» **Task details**
In the copy, keep every record exact and leave out all images.

Excerpts from point annotation data:
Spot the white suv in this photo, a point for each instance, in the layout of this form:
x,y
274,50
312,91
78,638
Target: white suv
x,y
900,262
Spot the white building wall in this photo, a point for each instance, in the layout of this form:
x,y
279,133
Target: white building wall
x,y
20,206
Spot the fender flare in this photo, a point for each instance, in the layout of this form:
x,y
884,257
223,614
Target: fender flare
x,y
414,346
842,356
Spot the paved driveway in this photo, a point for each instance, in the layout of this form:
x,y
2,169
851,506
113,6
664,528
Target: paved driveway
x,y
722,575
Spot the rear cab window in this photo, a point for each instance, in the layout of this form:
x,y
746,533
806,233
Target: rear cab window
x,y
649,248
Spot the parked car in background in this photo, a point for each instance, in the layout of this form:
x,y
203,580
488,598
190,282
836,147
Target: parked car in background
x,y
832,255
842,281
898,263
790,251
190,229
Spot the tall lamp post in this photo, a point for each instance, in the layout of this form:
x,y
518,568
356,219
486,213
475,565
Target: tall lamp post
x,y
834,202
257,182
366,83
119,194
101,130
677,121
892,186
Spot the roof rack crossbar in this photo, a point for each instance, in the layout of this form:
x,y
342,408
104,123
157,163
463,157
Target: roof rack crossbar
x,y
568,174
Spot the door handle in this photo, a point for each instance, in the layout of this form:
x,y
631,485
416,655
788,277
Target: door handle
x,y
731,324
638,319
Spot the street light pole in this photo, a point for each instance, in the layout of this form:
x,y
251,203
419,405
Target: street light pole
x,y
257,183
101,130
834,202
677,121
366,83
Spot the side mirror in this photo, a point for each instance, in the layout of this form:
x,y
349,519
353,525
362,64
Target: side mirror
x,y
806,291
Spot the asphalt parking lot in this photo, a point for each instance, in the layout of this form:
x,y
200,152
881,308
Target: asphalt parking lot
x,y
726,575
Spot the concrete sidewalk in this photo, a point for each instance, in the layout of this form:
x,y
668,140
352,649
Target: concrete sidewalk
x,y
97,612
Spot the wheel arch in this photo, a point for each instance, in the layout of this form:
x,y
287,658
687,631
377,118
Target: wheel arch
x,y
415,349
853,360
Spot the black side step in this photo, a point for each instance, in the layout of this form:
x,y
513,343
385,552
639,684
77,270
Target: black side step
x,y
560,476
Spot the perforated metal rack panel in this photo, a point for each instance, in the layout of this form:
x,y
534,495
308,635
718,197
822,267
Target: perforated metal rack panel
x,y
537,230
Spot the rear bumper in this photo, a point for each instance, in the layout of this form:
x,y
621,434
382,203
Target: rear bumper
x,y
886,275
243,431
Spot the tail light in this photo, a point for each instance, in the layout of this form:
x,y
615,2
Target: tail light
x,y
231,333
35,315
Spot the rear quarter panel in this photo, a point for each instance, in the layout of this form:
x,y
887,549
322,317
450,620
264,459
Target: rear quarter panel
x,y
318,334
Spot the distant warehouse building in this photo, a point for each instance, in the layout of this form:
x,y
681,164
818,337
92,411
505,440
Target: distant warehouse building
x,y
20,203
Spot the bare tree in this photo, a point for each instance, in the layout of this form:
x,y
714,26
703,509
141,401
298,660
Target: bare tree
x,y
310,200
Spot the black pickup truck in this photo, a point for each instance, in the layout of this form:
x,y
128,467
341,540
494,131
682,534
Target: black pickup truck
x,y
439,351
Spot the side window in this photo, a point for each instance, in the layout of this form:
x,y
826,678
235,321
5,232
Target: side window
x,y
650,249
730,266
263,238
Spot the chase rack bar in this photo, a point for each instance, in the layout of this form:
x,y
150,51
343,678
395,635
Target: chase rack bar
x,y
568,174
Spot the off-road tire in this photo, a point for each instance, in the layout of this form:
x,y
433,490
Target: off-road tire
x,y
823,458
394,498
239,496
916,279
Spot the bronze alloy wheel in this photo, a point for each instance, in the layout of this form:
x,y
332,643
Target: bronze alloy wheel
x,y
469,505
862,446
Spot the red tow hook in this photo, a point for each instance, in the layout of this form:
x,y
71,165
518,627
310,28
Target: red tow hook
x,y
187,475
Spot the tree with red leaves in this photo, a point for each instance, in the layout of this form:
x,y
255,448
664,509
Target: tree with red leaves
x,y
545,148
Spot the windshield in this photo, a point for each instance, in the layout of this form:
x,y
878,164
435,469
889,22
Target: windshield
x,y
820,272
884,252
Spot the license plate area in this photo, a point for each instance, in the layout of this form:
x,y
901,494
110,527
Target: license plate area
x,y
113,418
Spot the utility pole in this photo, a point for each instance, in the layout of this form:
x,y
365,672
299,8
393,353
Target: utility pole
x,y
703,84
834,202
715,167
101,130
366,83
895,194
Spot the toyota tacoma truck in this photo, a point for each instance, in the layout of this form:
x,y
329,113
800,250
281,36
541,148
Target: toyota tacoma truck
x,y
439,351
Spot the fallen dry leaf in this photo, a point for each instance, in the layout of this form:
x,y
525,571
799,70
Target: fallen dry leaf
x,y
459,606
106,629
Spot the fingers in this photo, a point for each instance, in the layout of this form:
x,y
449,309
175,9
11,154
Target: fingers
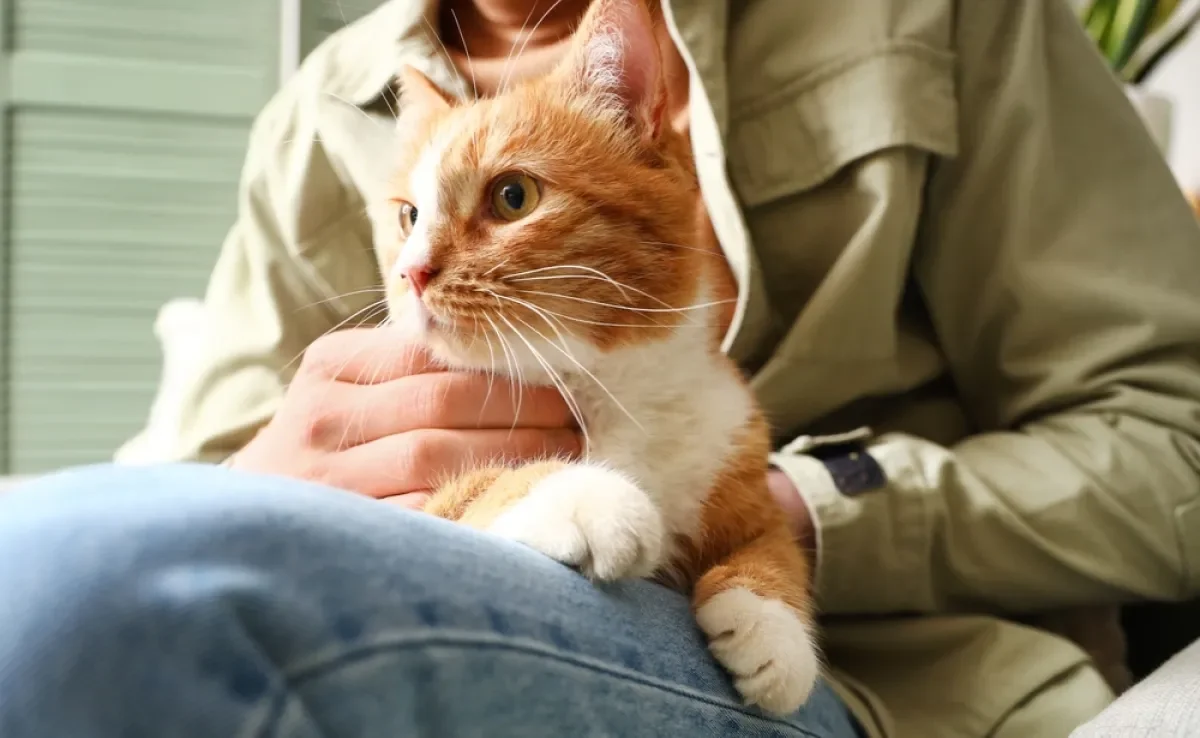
x,y
355,414
420,460
364,355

» **Result below**
Spot the white suv in this photo, a point for each instance, in the layout of this form:
x,y
274,50
312,91
78,638
Target: white suv
x,y
900,262
Spot the white building wall in this photo, a point for each instance, in the layout of this form:
x,y
279,133
Target: white building wall
x,y
20,206
Spot the fender flare in this photo, a point for each instance, in the layout of this form:
x,y
884,257
223,614
Target: fender flare
x,y
414,346
842,356
Spot the paved driveway in this photo, a point for each instance, in the layout of this form:
x,y
2,169
851,506
113,6
664,528
Target: paved driveway
x,y
722,575
Spot the rear cab window in this photo, a point for each instance, in the layout of this form:
x,y
746,533
806,233
Target: rear cab window
x,y
649,248
Spot the parked car in background in this photo, a point for each instance, in the layout of this form:
x,y
203,580
488,598
190,282
836,147
Target: parked car in background
x,y
832,255
842,281
898,263
790,251
190,229
Spot the tall lamp post in this photo, a point for each instance, in the layout of this form:
x,y
518,568
356,219
486,213
475,565
Target: tall lamp post
x,y
834,202
257,182
366,83
119,194
101,130
677,121
892,186
Spot the roof rack crossbar in this photo, a point for each instance, in the layout of this form:
x,y
342,408
104,123
157,163
463,157
Target: roof rack crossbar
x,y
568,174
Spot the door handle in this photo, a point for each instance, in the layout of this form:
x,y
631,485
416,655
788,277
Target: door handle
x,y
731,324
638,319
Spot the street light pole in this photo, a point for each instance, in the layout of this form:
x,y
251,203
419,405
Target: street light pole
x,y
257,183
101,130
834,202
677,121
366,83
Spot the side mirror in this photo, a point for each instance, in the layout of this form:
x,y
349,519
353,525
362,64
Target: side mirror
x,y
806,291
Spot the asphalt parking lot in this photo, a point for each instance, in the layout of this form:
x,y
200,152
881,308
Target: asphalt parking lot
x,y
726,575
Spot the concrete sidewalk in this photo, a point for each instance, in the layout of this form:
x,y
668,140
352,649
Target: concrete sidewalk
x,y
97,612
Spot the wheel arch in this photo, a point for each instance, in the layout of this form:
x,y
287,658
687,631
377,118
Target: wheel arch
x,y
415,349
853,360
Spot the black side step in this photo, a point for each instance, in the layout of this form:
x,y
513,343
385,552
639,684
77,270
Target: black side step
x,y
560,476
Spot the perforated metal rack panel in this photo, a point for each instance, in the layout of this form:
x,y
534,495
308,635
718,197
822,267
Target: perforated metal rack panel
x,y
537,230
Spot the rear bumper in this photo, a point for each instance, in the layout of this form:
x,y
621,434
382,203
Target: rear bumper
x,y
886,275
243,431
Spot the tail light in this photo, a point for each instance, in the layout of this form:
x,y
615,2
Target: tail light
x,y
231,333
35,315
Spot the rear quarter panel in this photo, a point for each instance, in the layout of this form:
x,y
887,549
322,317
450,620
264,459
Target: rear quarter panel
x,y
318,334
Spot the distant warehouse building in this photo, a point for each instance, in the layout of this form:
x,y
681,164
818,337
92,411
505,440
Target: distant warehouse building
x,y
20,203
Spot the bare tree in this photo, a point for each instance, in the layout of this form:
x,y
714,26
703,509
141,401
298,660
Target: bare tree
x,y
310,200
Spot the black pickup truck in this photo, a point for each instance, in the layout of this form:
x,y
128,467
341,540
494,131
682,534
Target: black pickup truck
x,y
439,351
Spot the side window in this photo, a point for each instance, in the layout of this form:
x,y
826,678
235,321
5,232
Target: side window
x,y
650,249
730,266
263,238
Spot the chase rack bar in this photo, a point for each instance, in the layout of this form:
x,y
150,51
343,678
395,635
Target: chase rack bar
x,y
568,174
Spot the off-road tire in this photo, a point for each instance, in the layout of this form:
x,y
433,490
Target: off-road tire
x,y
823,458
394,498
239,496
916,279
Spot the bronze alloy wheel in this photo, a point for each instance, in the layout of this form:
x,y
332,643
Target: bronze alloy wheel
x,y
469,505
862,446
Spot the red tow hook in this photo, a point for each instance, in the layout of this form:
x,y
71,165
518,627
310,28
Target: red tow hook
x,y
187,475
Spot the tree with red leaves in this photo, a point for each instance, in the layout of this form:
x,y
255,448
664,509
Target: tree with red leaves
x,y
545,148
Spot the windshield in this photo, a point for each instance, in the layout of this form:
x,y
878,164
435,469
889,22
Target: windshield
x,y
820,272
884,252
Spot the license plate area in this photo, a point for each instance, in the layout of this form:
x,y
901,494
110,527
Target: license plate area
x,y
113,418
Spot the utility pole in this photo, a point for each instance, in the layout of this form:
x,y
365,672
299,8
393,353
Target: utility pole
x,y
703,84
834,202
715,167
101,130
366,83
895,194
Spot the toyota tacoma truck in this photo, a point for each instance, in the layout of this form:
x,y
329,113
800,250
281,36
541,148
Target: toyota tacoma truck
x,y
439,351
Spot the fallen dry leaf in this photo, a point for each instance, in the layout of this form:
x,y
525,571
799,70
Target: fallen dry leaf
x,y
459,606
106,629
Spot the fingers in this photo, a point for each instance, in the layout of this form:
x,y
449,309
175,9
11,154
Target: fingers
x,y
355,414
420,460
364,355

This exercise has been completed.